*Textauszug*.
=-=-=-=-=
Language of document : ECLI:EU:C:2015:437

Rechtssache C‑334/14

État belge

gegen

Nathalie De Fruytier

(Vorabentscheidungsersuchen, eingereicht von der Cour d’appel de Mons)

„Vorlage zur Vorabentscheidung – Sechste Mehrwertsteuerrichtlinie – Steuerbefreiungen bestimmter dem Gemeinwohl dienender Tätigkeiten – Art. 13 Teil A Abs. 1 Buchst. b und c – Krankenhausbehandlung und ärztliche Heilbehandlung – Eng verbundene Umsätze – Beförderung von menschlichen Organen und dem menschlichen Körper entnommenen Substanzen zum Zweck einer medizinischen Analyse oder einer ärztlichen oder therapeutischen Heilbehandlung – Selbständige Tätigkeit – Krankenanstalten und Zentren für ärztliche Heilbehandlung und Diagnostik – Einrichtung gleicher Art“

Leitsätze – Urteil des Gerichtshofs (Achte Kammer) vom 2. Juli 2015

Harmonisierung des Steuerrechts – Gemeinsames Mehrwertsteuersystem – Befreiungen nach der Sechsten Richtlinie – Befreiung von Heilbehandlungen im Bereich der Humanmedizin im Rahmen der ärztlichen und arztähnlichen Berufe – Beförderung von menschlichen Organen und dem menschlichen Körper entnommenen Substanzen zum Zweck einer medizinischen Analyse oder einer ärztlichen oder therapeutischen Heilbehandlung, die von einem selbständigen Dritten durchgeführt wird – Ausschluss – Umsätze, die mit Leistungen medizinischer Art eng verbunden sind – Einrichtung gleicher Art – Ausschluss

(Richtlinie 77/388 des Rates, Art. 13 Teil A Abs. 1 Buchst. b und c)

Art. 13 Teil A Abs. 1 Buchst. b und c der Sechsten Richtlinie 77/388 zur Harmonisierung der Rechtsvorschriften der Mitgliedstaaten über die Umsatzsteuern ist dahin auszulegen, dass er keine Anwendung auf eine Beförderung von menschlichen Organen und dem menschlichen Körper entnommenen Substanzen zum Zweck einer medizinischen Analyse oder einer ärztlichen oder therapeutischen Heilbehandlung findet, die von einem selbständigen Dritten, dessen Leistungen in der Kostenerstattung der Sozialversicherung enthalten sind, für Krankenhäuser und Laboratorien durchgeführt wird. Insbesondere kann einer solchen Tätigkeit keine Mehrwertsteuerbefreiung als Leistung, die eng mit medizinischen Dienstleistungen im Sinne von Art. 13 Teil A Abs. 1 Buchst. b verbunden ist, zugutekommen, wenn der selbständige Dritte weder als „Einrichtung des öffentlichen Rechts“ eingestuft noch als „Krankenanstalt“, „Zentrum für ärztliche Heilbehandlung“, „Zentrum für Diagnostik“ oder jede andere „ordnungsgemäß anerkannte Einrichtung“ qualifiziert werden kann, die unter Bedingungen tätig wird, die mit den Bedingungen für die Einrichtungen des öffentlichen Rechts in sozialer Hinsicht vergleichbar sind.
=-=-=-=-=
[Gespeicherte Datenzeilen]
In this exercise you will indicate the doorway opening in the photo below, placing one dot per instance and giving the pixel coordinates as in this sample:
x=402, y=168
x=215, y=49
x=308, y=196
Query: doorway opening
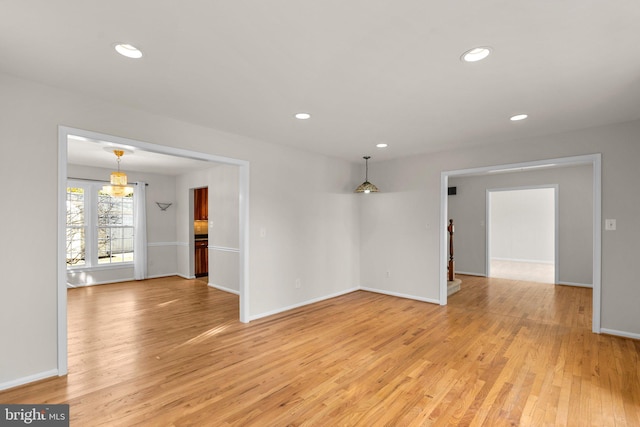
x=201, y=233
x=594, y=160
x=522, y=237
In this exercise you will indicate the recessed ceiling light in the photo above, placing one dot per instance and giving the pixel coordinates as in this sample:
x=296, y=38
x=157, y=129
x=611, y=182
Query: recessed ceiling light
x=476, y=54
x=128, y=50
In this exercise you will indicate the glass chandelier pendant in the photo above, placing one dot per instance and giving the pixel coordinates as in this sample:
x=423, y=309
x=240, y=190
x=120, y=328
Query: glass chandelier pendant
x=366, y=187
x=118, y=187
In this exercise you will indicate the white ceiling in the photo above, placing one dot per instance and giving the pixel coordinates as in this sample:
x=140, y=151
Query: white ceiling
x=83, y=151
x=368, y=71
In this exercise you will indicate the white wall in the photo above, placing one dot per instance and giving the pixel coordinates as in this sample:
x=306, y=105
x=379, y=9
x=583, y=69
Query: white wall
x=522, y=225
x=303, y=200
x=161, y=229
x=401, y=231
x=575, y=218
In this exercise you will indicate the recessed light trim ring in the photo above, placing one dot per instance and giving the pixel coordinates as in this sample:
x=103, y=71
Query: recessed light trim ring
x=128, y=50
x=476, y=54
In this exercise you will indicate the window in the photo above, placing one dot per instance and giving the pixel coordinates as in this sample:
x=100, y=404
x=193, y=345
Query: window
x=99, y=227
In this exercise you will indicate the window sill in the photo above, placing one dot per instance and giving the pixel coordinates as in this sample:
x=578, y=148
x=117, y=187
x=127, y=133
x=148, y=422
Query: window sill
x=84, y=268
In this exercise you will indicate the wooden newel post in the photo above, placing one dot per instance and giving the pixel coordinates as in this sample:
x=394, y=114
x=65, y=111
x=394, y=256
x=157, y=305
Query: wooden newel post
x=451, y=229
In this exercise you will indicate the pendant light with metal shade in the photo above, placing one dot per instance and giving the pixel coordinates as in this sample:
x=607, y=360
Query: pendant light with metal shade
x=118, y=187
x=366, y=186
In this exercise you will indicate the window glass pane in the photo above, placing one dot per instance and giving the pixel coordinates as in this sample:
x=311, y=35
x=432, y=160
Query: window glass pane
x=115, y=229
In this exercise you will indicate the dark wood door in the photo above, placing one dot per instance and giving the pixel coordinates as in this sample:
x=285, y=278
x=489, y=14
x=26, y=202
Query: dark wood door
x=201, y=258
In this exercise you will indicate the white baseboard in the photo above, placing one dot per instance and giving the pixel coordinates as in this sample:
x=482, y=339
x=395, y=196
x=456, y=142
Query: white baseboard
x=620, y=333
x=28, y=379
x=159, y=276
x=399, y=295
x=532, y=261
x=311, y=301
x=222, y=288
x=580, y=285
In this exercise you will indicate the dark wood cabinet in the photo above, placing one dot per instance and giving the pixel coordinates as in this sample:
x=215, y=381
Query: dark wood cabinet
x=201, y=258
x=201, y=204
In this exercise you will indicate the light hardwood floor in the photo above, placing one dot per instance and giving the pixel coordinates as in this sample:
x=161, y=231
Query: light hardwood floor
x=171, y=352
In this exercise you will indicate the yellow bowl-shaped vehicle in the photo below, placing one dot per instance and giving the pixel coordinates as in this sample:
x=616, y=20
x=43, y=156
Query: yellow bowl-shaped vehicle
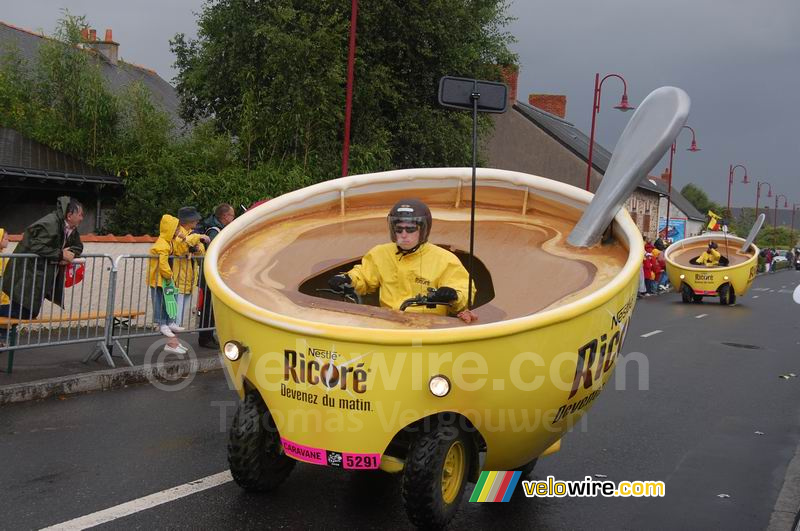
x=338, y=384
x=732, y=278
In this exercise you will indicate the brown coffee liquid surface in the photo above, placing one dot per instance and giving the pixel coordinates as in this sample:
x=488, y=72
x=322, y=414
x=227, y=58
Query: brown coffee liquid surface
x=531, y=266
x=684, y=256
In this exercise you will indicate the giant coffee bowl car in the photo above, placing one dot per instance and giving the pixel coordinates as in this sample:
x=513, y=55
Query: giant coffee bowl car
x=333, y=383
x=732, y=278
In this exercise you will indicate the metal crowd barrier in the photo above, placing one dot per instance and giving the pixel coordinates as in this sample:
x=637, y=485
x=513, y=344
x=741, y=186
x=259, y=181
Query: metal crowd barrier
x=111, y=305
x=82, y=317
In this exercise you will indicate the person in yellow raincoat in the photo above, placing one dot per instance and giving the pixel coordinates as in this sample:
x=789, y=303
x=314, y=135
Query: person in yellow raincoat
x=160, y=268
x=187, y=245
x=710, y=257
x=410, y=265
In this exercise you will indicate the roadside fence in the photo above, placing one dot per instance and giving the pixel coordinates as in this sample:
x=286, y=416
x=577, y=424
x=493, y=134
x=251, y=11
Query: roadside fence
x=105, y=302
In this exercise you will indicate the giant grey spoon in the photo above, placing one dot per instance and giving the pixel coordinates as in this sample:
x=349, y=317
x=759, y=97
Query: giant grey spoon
=-=-=-=-=
*Fragen zum Material*.
1. Gib den Abschnitt aus dem Textauszug wortgetreu wieder, der mit „Leitsätze – Urteil“ beginnt und bis einschließlich „Buchst. b und c)“ reicht.
2. Von welchem Gericht stammt laut Textauszug das Vorabentscheidungsersuchen?

*Ergebnisse*.
1.
Leitsätze – Urteil des Gerichtshofs (Achte Kammer) vom 2. Juli 2015

Harmonisierung des Steuerrechts – Gemeinsames Mehrwertsteuersystem – Befreiungen nach der Sechsten Richtlinie – Befreiung von Heilbehandlungen im Bereich der Humanmedizin im Rahmen der ärztlichen und arztähnlichen Berufe – Beförderung von menschlichen Organen und dem menschlichen Körper entnommenen Substanzen zum Zweck einer medizinischen Analyse oder einer ärztlichen oder therapeutischen Heilbehandlung, die von einem selbständigen Dritten durchgeführt wird – Ausschluss – Umsätze, die mit Leistungen medizinischer Art eng verbunden sind – Einrichtung gleicher Art – Ausschluss

(Richtlinie 77/388 des Rates, Art. 13 Teil A Abs. 1 Buchst. b und c)

2. Von der Cour d’appel de Mons.